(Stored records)
※

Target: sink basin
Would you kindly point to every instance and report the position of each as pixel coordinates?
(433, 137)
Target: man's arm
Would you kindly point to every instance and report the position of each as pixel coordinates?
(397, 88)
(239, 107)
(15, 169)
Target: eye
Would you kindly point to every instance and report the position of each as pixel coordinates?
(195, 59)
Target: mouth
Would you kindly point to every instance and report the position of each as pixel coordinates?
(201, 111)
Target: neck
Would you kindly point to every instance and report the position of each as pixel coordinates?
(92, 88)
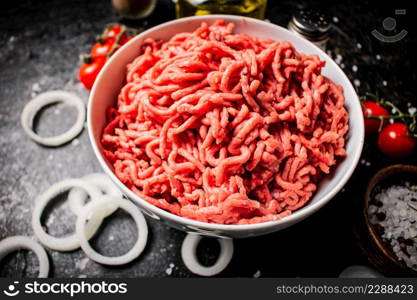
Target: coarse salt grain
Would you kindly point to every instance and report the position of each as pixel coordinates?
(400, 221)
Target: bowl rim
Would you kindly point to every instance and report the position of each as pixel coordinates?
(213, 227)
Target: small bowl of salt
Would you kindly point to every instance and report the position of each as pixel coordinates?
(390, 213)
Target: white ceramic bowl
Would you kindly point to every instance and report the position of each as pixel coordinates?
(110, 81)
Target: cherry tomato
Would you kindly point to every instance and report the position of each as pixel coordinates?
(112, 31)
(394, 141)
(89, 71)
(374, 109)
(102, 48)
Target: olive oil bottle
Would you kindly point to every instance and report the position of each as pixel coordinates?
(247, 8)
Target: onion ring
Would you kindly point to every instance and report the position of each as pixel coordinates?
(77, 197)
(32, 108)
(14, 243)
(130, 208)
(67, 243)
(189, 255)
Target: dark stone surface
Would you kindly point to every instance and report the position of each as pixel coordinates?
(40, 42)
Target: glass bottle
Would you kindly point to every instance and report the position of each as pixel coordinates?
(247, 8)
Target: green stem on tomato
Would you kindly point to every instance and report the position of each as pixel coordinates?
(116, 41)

※

Present all of these items as a two-column CSV with the headers text and answer, one row per item. Each value should sit in a single quoted field with its line breaks turned into spaces, and the pictures should be left out.

RESULT OF THIS TASK —
text,answer
"Target: sink basin Would you kindly point to every instance and report the position of each as pixel coordinates?","(433, 137)"
"Target: man's arm Would you kindly point to every instance and report the position of each as pixel coordinates?","(397, 88) (239, 107) (15, 169)"
"Target: eye Would you kindly point to every instance and report the position of each as pixel coordinates?","(195, 59)"
"Target: mouth Would you kindly point to every instance and report the position of each as pixel coordinates?","(201, 111)"
"Target: neck Would you kindly point to every instance and report the position of each as pixel coordinates?","(92, 88)"
"Target: coarse salt grain Would you kindly point to every instance and report the position of each as pixel coordinates?","(400, 221)"
"Target: bowl rim Would you kindly point to every instance and report the position of each as pixel coordinates?","(213, 227)"
"Target: small bowl of salt Would you kindly point to every instance and report the position of each as pixel coordinates?","(390, 213)"
"Target: white ceramic bowl Would you kindly point to every instance and report the position of each as pixel coordinates?","(110, 81)"
"Target: cherry tomato Would you kindly point to every instance and report the position of each as pixel coordinates?","(112, 31) (394, 141) (89, 71) (374, 109) (102, 48)"
"Target: olive oil bottle Would you kindly point to every instance and report the position of each as pixel coordinates?","(247, 8)"
"Target: onion ring Would you kindly point to every instance and report the position of each as pixel coordinates?","(77, 197) (32, 108) (14, 243) (130, 208) (67, 243) (189, 255)"
"Target: dark stone surface Would you kindly point to every instance and report the position of each as pixel coordinates?","(40, 42)"
"Target: glass bottle Would you kindly point to every instance and report the position of each as pixel coordinates?","(247, 8)"
"Target: green stem on tomato Would you kindly point to every instance and report the position of each as pixel coordinates?","(116, 41)"